▶ [About this task]: Print the lines that run from the line with "Target: red trim on vest" to the line with "If you could drop a marker on the grassy", keeping both end lines, exactly as they appear in the entries below, and nothing else.

▶ [Referring expression data]:

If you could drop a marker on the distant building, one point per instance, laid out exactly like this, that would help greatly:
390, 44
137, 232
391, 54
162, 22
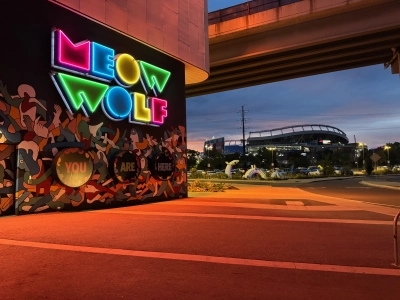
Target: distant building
305, 139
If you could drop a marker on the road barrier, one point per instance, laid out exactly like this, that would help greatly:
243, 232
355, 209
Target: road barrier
396, 251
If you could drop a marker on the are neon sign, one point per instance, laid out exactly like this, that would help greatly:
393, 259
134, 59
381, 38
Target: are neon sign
99, 66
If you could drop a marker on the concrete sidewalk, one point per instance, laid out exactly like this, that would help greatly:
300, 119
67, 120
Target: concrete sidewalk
366, 181
382, 184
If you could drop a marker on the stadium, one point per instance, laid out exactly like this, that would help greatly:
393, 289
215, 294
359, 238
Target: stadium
307, 139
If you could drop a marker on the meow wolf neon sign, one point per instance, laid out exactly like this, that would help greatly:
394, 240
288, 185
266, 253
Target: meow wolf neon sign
100, 66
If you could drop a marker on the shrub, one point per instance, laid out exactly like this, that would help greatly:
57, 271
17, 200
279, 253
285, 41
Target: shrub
198, 186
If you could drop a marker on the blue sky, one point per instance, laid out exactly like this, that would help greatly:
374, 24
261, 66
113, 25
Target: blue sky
364, 102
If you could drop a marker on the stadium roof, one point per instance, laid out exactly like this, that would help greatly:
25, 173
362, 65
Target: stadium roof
296, 130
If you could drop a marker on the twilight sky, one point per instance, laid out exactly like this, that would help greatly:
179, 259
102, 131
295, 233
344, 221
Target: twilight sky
364, 102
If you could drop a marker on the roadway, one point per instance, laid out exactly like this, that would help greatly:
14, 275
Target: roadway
258, 242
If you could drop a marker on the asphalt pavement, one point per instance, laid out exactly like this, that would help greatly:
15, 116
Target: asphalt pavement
313, 240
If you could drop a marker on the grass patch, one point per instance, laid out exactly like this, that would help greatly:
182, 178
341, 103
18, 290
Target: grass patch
198, 186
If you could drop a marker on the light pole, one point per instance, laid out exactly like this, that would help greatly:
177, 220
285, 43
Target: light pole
387, 148
362, 145
272, 157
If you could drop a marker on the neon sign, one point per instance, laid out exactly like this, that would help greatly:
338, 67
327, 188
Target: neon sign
98, 66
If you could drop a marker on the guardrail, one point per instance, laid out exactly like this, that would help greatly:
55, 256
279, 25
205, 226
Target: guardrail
245, 9
396, 249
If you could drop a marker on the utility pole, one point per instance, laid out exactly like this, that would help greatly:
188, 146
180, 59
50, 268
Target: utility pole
243, 127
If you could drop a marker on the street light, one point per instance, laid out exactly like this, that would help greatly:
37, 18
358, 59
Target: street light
362, 145
387, 148
272, 157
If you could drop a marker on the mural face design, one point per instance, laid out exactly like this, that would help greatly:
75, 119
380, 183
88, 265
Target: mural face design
41, 131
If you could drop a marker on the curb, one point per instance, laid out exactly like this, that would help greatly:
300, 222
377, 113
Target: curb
380, 185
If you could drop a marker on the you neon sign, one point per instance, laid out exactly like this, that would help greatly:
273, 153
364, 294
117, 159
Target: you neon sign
99, 66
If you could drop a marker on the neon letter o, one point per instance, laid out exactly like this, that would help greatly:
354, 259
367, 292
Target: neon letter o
117, 103
127, 70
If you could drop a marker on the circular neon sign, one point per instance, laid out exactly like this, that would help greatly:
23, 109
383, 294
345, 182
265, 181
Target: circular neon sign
73, 167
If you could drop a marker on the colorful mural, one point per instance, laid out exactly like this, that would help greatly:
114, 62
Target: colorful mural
40, 132
89, 117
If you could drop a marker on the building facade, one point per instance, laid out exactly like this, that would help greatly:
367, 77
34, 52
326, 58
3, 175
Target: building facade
92, 101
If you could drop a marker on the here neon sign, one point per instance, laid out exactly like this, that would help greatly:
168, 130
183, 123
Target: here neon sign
98, 66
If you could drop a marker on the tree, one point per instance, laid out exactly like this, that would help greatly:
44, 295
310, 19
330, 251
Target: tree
192, 157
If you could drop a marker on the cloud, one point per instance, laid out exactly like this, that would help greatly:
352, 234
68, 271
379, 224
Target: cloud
362, 102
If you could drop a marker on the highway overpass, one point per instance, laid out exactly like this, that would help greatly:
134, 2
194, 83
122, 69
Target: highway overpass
304, 38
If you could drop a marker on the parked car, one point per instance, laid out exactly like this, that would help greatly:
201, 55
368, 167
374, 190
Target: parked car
338, 170
278, 174
314, 172
347, 172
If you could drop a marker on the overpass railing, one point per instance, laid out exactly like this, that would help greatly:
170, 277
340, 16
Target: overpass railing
245, 9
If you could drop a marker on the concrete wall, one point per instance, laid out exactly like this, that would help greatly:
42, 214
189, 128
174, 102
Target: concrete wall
284, 15
176, 27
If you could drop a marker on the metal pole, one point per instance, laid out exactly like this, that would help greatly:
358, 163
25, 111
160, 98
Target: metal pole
244, 139
396, 252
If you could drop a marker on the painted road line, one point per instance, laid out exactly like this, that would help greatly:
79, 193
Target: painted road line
242, 217
259, 206
292, 202
207, 259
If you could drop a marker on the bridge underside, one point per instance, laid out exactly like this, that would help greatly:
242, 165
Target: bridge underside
234, 66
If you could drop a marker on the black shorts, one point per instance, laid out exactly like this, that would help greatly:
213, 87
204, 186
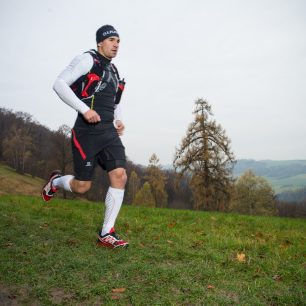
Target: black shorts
90, 148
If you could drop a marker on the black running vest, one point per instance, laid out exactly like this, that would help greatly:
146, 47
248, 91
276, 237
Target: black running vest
100, 89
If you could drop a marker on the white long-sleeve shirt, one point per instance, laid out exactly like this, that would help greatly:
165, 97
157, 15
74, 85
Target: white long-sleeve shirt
78, 67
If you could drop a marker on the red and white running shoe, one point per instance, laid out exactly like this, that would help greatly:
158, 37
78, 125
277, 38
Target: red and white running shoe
49, 190
111, 240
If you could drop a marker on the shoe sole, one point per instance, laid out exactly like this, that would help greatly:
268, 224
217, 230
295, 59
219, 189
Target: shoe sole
52, 177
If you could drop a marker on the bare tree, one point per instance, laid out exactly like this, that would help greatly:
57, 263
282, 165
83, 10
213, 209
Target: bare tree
205, 154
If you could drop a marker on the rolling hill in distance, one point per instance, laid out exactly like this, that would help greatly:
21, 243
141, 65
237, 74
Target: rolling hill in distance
283, 175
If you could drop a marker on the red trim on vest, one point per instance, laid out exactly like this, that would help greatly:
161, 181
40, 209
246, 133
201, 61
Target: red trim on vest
92, 77
77, 145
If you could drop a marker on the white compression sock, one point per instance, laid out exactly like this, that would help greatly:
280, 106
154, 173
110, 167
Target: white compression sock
113, 201
63, 182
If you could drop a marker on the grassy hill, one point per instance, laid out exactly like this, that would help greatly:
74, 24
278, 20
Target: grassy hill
49, 257
14, 183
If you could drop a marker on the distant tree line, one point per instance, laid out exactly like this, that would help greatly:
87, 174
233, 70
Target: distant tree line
201, 177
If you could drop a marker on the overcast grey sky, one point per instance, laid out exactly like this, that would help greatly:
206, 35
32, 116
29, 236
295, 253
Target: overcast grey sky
247, 58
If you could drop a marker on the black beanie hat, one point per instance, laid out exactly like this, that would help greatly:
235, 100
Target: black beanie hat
105, 32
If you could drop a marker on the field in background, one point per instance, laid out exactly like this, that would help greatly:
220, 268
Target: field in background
48, 256
283, 175
14, 183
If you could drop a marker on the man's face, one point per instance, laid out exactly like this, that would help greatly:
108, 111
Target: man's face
109, 47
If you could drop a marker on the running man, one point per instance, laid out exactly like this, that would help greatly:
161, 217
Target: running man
91, 85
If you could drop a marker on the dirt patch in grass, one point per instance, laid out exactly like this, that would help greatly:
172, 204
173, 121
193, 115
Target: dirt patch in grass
58, 296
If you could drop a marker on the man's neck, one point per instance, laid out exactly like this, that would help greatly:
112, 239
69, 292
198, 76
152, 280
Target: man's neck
102, 54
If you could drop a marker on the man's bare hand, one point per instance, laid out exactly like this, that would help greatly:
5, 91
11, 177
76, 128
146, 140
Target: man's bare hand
120, 127
92, 116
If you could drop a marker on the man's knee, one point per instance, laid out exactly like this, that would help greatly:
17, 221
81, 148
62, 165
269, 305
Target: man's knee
118, 176
80, 186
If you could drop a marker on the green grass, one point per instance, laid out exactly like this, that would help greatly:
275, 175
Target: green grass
48, 256
13, 183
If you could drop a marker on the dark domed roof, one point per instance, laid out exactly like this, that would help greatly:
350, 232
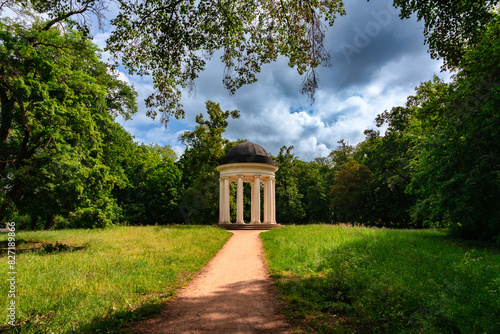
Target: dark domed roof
247, 152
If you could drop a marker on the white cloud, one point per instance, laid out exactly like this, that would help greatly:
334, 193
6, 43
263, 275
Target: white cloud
273, 113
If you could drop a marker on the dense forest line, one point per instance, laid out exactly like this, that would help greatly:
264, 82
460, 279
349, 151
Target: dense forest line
66, 163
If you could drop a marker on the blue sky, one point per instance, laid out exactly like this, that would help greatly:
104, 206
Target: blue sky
376, 61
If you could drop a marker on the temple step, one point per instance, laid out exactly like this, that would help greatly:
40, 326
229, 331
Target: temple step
249, 226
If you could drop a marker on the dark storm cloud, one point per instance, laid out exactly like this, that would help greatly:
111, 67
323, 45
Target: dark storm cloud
376, 61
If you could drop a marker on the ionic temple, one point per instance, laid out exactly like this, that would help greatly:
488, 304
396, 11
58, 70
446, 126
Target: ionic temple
248, 162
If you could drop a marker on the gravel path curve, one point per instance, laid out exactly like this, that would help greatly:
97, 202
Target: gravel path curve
232, 294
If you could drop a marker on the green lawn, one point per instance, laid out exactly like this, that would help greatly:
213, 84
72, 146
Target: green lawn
98, 281
340, 279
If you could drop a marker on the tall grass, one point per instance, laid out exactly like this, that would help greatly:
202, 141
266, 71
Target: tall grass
100, 280
337, 279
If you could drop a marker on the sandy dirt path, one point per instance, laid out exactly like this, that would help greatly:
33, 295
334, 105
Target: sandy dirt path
232, 294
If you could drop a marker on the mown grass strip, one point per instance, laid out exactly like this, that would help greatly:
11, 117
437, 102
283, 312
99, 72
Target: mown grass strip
337, 279
101, 280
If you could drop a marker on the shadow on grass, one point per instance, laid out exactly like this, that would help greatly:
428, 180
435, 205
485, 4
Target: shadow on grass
113, 323
42, 247
245, 306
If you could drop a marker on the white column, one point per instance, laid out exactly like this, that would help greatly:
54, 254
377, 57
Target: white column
252, 204
273, 200
239, 203
227, 219
256, 199
266, 201
221, 201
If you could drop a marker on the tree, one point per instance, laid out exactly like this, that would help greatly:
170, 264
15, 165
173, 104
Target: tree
314, 185
56, 96
450, 27
289, 206
171, 40
350, 190
388, 158
152, 193
456, 132
205, 147
341, 155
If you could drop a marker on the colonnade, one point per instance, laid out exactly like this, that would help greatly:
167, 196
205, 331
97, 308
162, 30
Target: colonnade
255, 182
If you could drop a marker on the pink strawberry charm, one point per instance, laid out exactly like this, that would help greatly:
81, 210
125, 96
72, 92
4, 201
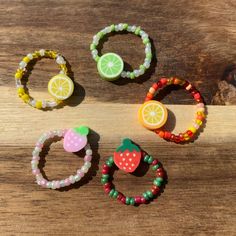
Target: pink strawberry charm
127, 156
75, 139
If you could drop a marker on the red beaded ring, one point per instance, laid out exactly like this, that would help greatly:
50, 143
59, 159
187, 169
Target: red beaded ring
153, 114
127, 157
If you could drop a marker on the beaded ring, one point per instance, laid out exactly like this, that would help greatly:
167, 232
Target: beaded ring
153, 114
74, 140
127, 157
60, 86
110, 65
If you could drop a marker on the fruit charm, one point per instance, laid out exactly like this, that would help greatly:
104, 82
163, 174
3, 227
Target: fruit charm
75, 139
127, 156
110, 66
61, 87
152, 114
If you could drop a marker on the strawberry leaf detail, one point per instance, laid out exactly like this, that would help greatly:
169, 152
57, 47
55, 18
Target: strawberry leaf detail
127, 145
82, 130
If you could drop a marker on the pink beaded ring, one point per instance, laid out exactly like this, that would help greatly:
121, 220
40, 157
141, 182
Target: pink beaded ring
74, 140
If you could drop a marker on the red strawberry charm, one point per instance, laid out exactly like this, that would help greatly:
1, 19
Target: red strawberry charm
75, 139
127, 156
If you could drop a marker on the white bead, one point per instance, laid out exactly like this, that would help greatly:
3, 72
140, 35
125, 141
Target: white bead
60, 60
30, 56
89, 152
22, 64
146, 64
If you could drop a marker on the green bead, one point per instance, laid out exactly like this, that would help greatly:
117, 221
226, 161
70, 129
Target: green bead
150, 194
146, 158
145, 195
92, 46
127, 200
106, 176
137, 31
115, 194
146, 40
103, 181
132, 76
142, 67
131, 201
112, 192
112, 27
125, 26
149, 55
156, 167
150, 160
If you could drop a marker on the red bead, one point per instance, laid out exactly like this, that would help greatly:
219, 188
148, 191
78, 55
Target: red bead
155, 86
163, 81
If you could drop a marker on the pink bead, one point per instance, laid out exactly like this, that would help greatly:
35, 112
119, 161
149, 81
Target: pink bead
36, 171
88, 158
80, 173
35, 158
39, 145
67, 182
200, 105
43, 183
57, 184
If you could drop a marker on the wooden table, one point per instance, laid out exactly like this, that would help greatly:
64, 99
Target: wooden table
194, 40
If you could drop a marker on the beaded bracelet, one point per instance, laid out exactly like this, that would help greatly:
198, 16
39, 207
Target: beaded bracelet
60, 86
74, 140
127, 157
110, 65
153, 114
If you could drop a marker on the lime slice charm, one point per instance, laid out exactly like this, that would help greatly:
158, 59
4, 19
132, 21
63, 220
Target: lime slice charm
110, 66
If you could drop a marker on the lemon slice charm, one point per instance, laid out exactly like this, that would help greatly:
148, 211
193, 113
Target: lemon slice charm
110, 66
61, 87
152, 115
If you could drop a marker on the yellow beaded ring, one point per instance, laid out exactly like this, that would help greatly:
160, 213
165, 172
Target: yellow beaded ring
60, 86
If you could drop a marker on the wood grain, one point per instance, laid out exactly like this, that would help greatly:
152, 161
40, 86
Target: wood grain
194, 40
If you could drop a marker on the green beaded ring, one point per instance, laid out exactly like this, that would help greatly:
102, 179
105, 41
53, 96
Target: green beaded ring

▶ [Solved problem]:
Target: red trim on vest
92, 77
77, 145
If you could drop a marker on the white compression sock, one point per instance, laid out exactly like this, that would help greatly:
280, 106
154, 173
110, 167
Target: white compression sock
113, 201
63, 182
If you could drop a marker on the grassy hill, one point per instance, laid out exactly like this, that would help greatly:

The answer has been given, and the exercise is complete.